### What you are asked to do
Tally the lines in the listing below that contain the string "butter", matching case exactly, and give only that number.

-- BEGIN --

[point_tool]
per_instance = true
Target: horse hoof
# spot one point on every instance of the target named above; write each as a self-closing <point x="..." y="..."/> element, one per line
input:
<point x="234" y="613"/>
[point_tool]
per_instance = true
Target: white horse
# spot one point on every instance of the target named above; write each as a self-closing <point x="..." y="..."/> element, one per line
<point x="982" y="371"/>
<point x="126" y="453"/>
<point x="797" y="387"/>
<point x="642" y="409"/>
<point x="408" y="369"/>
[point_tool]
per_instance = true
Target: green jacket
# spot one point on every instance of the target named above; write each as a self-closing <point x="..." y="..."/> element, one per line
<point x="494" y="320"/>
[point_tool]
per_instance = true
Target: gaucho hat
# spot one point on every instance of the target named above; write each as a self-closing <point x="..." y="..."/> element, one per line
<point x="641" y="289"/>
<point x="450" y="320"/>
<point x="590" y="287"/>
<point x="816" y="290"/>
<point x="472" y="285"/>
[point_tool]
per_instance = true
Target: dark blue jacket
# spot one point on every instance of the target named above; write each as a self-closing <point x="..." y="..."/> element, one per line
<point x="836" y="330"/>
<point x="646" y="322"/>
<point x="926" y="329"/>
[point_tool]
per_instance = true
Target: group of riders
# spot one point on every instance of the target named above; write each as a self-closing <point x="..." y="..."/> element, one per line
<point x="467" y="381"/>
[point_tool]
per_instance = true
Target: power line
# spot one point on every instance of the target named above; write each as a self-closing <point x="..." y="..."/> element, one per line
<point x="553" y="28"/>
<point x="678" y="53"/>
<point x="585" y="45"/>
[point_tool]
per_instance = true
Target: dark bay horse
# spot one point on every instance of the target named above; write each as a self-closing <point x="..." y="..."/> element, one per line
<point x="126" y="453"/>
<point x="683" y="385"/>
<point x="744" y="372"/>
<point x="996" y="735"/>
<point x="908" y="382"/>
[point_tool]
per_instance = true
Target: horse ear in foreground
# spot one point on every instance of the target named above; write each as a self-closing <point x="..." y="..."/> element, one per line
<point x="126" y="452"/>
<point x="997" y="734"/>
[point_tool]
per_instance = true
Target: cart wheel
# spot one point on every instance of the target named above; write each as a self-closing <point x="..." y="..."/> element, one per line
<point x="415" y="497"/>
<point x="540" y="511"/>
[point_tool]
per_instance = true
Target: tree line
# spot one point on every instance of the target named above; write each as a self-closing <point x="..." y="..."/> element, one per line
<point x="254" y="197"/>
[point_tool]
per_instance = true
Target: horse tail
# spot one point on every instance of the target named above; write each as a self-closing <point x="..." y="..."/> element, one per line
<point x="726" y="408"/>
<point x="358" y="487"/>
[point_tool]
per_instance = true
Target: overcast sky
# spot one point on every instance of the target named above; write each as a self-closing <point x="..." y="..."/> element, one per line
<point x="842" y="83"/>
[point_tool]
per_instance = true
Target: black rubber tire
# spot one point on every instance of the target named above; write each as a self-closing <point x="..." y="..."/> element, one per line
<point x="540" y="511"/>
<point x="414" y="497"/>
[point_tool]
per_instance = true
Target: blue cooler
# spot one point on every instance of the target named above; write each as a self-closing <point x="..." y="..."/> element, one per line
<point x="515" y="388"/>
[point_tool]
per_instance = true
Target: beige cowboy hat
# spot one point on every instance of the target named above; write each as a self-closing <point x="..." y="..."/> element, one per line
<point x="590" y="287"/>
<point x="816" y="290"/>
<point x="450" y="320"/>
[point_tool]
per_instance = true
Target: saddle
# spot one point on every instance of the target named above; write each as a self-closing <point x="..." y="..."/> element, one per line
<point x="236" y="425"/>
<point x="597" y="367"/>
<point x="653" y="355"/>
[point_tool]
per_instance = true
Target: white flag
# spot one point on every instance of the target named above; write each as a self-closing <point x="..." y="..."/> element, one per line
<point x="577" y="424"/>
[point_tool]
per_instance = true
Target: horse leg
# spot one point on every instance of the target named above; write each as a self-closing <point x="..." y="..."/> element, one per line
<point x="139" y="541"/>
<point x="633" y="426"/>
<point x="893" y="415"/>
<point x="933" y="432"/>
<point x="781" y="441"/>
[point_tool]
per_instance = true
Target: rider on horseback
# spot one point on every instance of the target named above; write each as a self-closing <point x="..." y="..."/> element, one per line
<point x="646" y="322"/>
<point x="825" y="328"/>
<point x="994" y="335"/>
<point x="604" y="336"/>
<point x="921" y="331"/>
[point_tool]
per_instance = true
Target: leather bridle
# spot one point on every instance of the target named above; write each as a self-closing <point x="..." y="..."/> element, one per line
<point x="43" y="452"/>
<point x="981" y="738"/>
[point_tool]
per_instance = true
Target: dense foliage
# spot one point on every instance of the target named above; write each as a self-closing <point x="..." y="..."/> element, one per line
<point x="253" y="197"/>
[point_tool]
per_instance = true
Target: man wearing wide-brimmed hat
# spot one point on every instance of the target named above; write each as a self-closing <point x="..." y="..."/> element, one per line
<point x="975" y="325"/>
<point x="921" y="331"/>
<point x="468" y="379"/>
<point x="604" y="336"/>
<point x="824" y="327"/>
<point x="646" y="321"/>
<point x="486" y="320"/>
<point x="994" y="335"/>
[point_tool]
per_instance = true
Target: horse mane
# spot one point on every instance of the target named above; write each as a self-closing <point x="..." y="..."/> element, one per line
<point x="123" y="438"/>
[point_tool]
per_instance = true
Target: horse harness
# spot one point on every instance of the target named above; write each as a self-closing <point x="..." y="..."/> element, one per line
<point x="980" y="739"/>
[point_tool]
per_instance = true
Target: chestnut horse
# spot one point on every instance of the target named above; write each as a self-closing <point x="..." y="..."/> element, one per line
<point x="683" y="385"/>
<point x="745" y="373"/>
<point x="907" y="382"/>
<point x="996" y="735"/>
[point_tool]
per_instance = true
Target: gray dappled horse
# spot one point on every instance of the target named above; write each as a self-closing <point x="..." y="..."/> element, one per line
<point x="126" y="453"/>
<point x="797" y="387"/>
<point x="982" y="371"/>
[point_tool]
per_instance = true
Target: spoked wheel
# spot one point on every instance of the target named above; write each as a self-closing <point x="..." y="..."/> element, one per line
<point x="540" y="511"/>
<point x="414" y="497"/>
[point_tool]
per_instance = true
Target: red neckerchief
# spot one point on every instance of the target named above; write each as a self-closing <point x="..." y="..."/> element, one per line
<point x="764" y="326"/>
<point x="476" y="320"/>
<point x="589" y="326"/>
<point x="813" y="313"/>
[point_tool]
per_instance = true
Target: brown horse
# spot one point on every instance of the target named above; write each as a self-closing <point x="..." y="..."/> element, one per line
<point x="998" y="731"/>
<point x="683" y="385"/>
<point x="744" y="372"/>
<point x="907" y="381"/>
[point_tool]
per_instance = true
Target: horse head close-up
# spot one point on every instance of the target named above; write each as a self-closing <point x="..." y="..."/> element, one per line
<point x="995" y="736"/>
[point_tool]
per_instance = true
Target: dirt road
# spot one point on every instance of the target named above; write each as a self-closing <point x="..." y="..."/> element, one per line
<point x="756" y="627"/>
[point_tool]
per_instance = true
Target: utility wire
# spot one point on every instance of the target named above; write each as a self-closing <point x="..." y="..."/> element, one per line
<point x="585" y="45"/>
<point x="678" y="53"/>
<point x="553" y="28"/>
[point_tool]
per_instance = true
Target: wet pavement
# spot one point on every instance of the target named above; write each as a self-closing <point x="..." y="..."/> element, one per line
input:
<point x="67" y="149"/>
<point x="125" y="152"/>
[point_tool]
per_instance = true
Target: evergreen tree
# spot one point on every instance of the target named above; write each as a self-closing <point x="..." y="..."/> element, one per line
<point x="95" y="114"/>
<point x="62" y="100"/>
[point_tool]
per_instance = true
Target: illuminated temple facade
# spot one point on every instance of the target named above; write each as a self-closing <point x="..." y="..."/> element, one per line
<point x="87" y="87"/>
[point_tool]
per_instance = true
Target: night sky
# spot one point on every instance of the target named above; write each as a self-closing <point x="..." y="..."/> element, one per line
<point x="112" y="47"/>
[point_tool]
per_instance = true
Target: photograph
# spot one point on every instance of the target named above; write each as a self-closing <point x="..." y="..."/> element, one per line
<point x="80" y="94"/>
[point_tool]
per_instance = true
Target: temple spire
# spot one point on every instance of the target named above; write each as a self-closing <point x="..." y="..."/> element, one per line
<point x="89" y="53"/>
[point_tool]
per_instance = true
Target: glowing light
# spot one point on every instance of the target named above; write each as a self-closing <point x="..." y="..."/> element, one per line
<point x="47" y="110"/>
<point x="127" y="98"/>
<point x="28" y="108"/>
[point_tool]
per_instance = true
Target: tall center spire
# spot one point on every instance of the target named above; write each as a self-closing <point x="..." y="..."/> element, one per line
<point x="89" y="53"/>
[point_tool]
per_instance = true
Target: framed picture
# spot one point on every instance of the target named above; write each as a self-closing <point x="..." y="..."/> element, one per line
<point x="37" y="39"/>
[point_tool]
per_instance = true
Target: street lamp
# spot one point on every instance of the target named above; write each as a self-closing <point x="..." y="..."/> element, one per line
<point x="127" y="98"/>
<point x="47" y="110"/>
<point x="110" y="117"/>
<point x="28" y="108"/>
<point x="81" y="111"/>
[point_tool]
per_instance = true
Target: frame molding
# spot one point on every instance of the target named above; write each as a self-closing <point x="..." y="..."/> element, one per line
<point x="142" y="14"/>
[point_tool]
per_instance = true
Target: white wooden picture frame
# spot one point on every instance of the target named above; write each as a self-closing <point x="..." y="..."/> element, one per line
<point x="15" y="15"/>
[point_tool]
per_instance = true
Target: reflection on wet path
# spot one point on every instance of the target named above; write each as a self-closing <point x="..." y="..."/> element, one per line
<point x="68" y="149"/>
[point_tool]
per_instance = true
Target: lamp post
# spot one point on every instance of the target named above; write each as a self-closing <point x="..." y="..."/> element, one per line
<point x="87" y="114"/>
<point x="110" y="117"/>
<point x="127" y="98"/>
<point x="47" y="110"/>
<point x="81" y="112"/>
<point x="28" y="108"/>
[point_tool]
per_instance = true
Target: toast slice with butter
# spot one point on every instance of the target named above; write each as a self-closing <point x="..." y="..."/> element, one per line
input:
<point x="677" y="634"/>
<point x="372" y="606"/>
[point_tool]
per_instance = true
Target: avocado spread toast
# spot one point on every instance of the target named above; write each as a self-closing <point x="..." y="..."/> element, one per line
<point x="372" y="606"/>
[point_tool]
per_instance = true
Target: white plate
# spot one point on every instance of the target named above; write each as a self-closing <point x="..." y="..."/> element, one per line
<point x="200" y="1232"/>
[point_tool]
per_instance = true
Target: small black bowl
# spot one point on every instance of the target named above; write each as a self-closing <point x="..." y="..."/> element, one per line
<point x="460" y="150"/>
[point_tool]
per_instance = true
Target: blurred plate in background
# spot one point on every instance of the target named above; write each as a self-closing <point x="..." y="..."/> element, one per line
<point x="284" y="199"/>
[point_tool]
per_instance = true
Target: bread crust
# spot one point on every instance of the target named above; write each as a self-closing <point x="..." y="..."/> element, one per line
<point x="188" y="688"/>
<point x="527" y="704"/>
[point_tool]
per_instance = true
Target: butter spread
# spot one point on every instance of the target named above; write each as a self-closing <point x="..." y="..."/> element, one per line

-- END --

### Task output
2